## start RECORD LIST

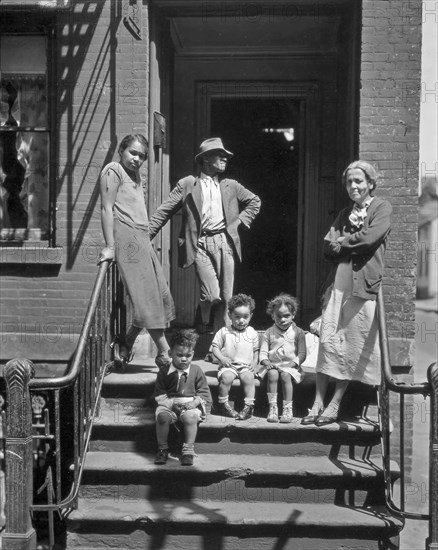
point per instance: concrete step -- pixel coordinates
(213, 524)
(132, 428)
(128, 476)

## end RECORD LIST
## start RECORD LIST

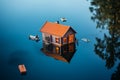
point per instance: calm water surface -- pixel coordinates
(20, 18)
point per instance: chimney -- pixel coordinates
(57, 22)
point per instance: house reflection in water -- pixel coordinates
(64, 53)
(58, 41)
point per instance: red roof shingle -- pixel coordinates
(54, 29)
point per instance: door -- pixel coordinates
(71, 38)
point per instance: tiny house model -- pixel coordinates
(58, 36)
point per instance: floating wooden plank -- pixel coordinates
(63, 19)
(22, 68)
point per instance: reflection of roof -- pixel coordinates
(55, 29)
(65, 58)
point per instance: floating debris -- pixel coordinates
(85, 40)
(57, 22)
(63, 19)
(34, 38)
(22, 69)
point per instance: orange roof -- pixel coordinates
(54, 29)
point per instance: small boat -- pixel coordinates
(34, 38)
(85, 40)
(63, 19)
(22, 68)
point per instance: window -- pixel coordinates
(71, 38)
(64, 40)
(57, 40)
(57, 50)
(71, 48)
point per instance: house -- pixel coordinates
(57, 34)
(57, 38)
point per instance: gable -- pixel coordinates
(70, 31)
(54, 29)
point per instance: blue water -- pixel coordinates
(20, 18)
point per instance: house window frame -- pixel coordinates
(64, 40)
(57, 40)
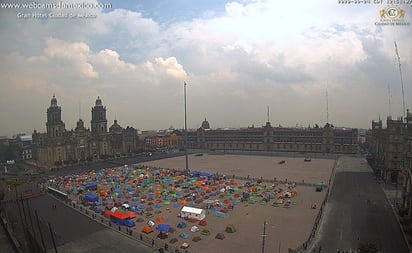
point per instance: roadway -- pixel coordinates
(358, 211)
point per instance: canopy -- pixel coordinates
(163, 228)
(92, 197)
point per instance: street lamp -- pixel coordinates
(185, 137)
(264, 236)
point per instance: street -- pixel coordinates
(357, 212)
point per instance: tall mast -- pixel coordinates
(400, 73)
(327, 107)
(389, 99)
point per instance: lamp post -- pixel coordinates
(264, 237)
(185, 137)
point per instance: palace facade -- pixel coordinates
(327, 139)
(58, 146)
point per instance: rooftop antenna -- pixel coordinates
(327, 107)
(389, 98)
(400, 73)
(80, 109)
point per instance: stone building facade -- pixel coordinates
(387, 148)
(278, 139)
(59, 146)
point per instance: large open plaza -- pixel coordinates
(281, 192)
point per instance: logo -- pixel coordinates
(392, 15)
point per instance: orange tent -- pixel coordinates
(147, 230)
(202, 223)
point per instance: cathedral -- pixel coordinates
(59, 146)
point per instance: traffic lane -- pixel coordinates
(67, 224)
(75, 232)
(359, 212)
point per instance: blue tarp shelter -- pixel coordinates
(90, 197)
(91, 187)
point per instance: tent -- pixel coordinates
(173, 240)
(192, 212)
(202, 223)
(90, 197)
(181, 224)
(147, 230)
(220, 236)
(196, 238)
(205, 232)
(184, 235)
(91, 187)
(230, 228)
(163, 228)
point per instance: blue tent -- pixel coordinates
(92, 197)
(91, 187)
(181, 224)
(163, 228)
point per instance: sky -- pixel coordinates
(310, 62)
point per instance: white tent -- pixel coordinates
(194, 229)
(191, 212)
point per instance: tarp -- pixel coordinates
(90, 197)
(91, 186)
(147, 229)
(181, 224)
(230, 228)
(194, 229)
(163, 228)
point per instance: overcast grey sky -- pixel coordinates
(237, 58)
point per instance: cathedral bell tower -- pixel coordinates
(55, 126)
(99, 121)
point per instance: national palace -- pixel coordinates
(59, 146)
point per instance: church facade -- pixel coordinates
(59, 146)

## end RECORD LIST

* [GIVEN PROBLEM]
Show each line of the material that contains the word "window", treating uppercase and lowercase letters as different.

* [SOLUTION FOR THIS PROBLEM]
point per instance: window -- pixel coordinates
point per instance: house window frame -- pixel coordinates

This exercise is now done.